* **EXERCISE AIM**: Gather every line in the records below that contains the string "Target". Case counts when matching.

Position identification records
* Begin *

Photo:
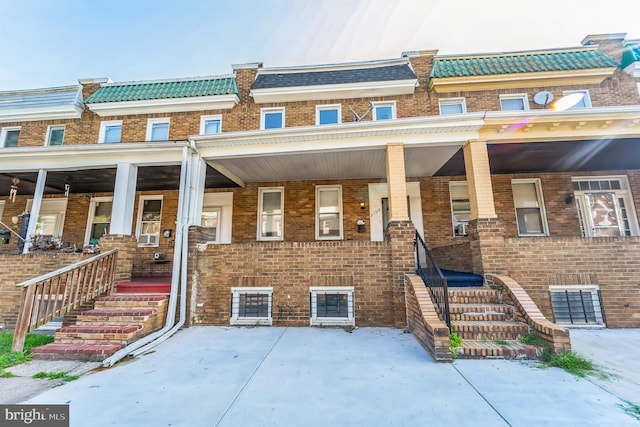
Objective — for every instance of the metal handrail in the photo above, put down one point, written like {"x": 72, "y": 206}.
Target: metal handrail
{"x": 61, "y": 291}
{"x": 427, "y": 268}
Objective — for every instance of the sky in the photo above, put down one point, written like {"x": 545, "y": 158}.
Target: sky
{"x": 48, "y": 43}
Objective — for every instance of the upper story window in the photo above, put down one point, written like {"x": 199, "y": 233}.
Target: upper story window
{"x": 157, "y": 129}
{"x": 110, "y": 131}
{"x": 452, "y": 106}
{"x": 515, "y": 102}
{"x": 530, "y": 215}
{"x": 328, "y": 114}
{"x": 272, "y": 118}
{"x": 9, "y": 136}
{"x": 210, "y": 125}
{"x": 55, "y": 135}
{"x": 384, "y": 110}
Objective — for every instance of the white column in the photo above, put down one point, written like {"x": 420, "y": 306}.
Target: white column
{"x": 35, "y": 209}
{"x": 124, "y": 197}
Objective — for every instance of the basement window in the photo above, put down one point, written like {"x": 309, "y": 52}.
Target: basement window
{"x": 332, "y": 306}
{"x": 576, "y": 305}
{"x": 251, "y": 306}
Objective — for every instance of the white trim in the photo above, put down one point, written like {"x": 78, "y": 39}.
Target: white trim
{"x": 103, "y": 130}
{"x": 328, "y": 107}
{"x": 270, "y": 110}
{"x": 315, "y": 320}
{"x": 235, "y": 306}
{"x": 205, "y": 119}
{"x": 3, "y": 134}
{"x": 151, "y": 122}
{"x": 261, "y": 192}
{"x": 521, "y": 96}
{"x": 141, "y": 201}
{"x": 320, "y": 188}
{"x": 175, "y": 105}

* End *
* Begin *

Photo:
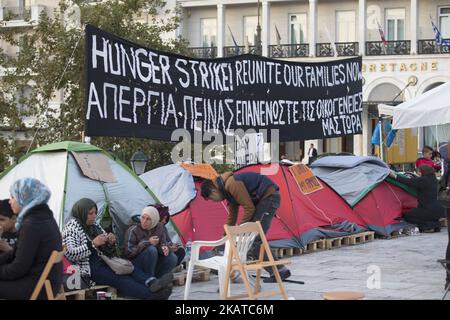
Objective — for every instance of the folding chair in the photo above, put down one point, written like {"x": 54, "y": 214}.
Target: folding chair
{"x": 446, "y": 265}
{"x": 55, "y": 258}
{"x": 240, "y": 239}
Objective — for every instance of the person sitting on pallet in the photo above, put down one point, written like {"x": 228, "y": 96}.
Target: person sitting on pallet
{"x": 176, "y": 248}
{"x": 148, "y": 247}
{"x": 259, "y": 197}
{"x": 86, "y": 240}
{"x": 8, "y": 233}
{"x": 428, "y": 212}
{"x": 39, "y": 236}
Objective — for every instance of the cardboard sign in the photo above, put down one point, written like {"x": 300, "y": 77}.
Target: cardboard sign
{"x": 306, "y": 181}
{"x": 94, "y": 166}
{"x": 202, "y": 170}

* End *
* Begin *

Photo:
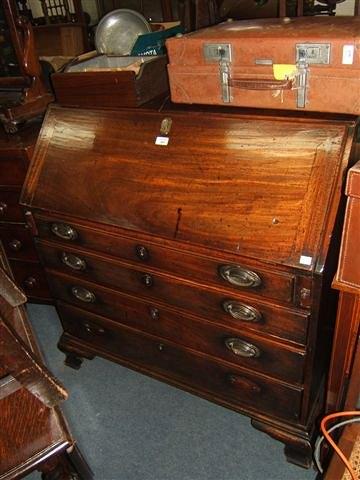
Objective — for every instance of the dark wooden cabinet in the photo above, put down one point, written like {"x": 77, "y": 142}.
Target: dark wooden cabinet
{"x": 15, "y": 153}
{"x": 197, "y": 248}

* End *

* **EXPECTED ANSWER**:
Target: metal handrail
Target: sky
Target: upper story window
Target: white column
Target: basement window
Target: white trim
Target: folding chair
Target: person sitting on pallet
Target: cardboard sign
Target: dark wooden cabinet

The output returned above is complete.